- [Work task]:
Only a number is expected: how many lines in these records mention the word "query"?

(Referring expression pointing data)

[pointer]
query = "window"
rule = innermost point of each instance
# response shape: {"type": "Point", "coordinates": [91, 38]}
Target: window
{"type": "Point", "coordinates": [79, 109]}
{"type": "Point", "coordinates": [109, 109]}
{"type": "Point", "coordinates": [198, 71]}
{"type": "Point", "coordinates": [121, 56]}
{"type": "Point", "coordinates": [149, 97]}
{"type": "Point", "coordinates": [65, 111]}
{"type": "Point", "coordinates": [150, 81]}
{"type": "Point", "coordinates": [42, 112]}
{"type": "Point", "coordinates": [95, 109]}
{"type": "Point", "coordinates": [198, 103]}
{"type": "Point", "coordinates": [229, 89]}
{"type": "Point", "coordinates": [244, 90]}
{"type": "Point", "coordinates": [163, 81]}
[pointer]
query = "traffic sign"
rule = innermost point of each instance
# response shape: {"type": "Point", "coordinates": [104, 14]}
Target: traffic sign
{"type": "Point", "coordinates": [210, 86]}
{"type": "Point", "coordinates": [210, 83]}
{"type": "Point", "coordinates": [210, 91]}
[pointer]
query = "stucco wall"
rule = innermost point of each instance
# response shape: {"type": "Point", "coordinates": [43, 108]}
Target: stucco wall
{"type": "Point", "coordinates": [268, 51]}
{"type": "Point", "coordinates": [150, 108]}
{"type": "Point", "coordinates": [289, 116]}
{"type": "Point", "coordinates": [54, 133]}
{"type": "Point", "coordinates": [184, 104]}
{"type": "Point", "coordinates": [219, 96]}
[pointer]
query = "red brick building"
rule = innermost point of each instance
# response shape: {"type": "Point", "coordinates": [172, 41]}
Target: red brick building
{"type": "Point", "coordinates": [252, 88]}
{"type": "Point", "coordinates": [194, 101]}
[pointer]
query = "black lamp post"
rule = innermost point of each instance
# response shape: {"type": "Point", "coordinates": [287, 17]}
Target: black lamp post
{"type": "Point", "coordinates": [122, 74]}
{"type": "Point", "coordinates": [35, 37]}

...

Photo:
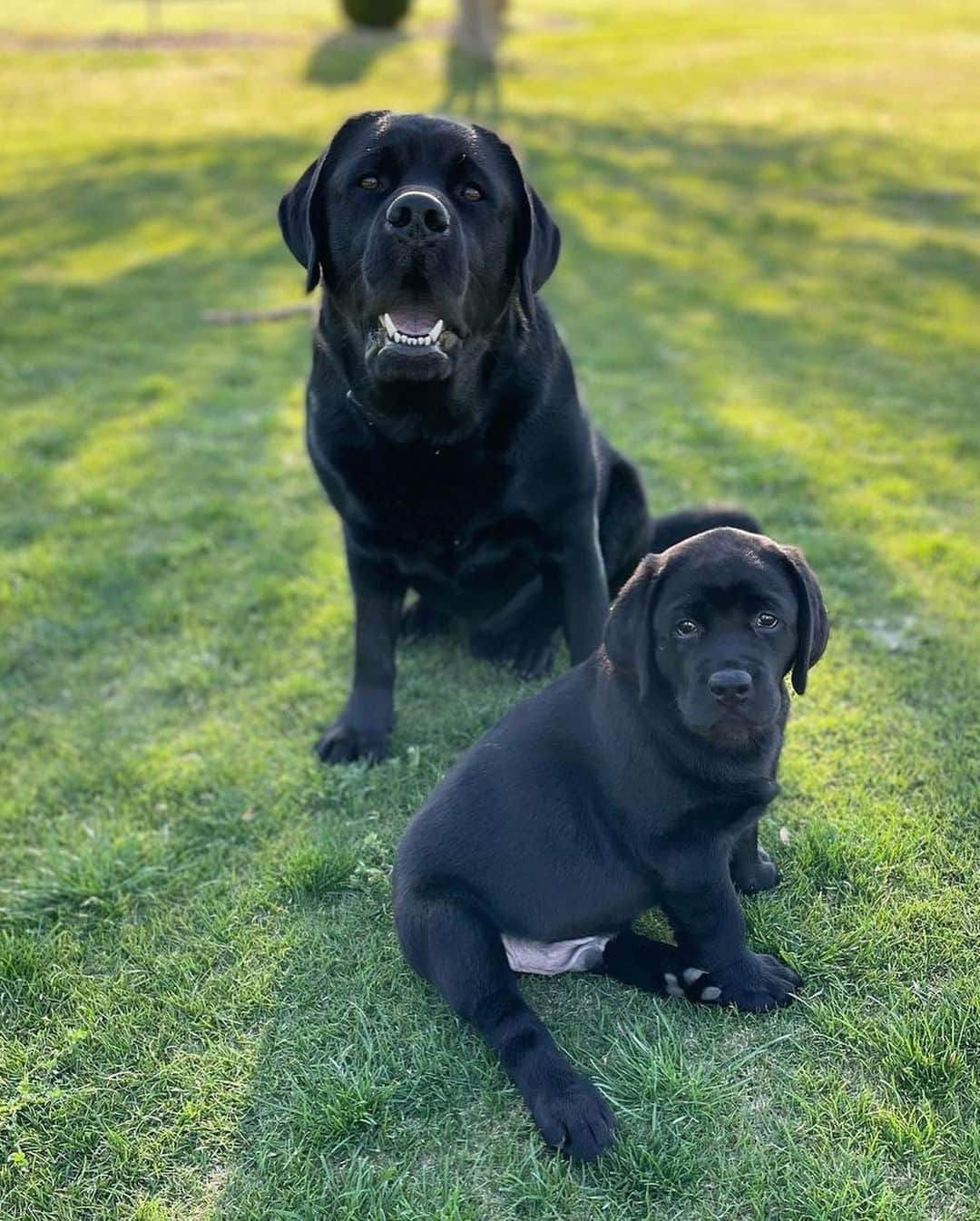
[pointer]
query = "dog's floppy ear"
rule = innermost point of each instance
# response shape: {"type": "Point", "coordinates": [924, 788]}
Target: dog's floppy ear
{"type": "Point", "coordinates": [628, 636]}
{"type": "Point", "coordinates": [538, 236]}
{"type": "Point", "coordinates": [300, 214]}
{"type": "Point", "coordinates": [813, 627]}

---

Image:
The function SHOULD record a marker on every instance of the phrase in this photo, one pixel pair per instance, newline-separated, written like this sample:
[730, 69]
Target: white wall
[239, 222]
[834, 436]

- [Your response]:
6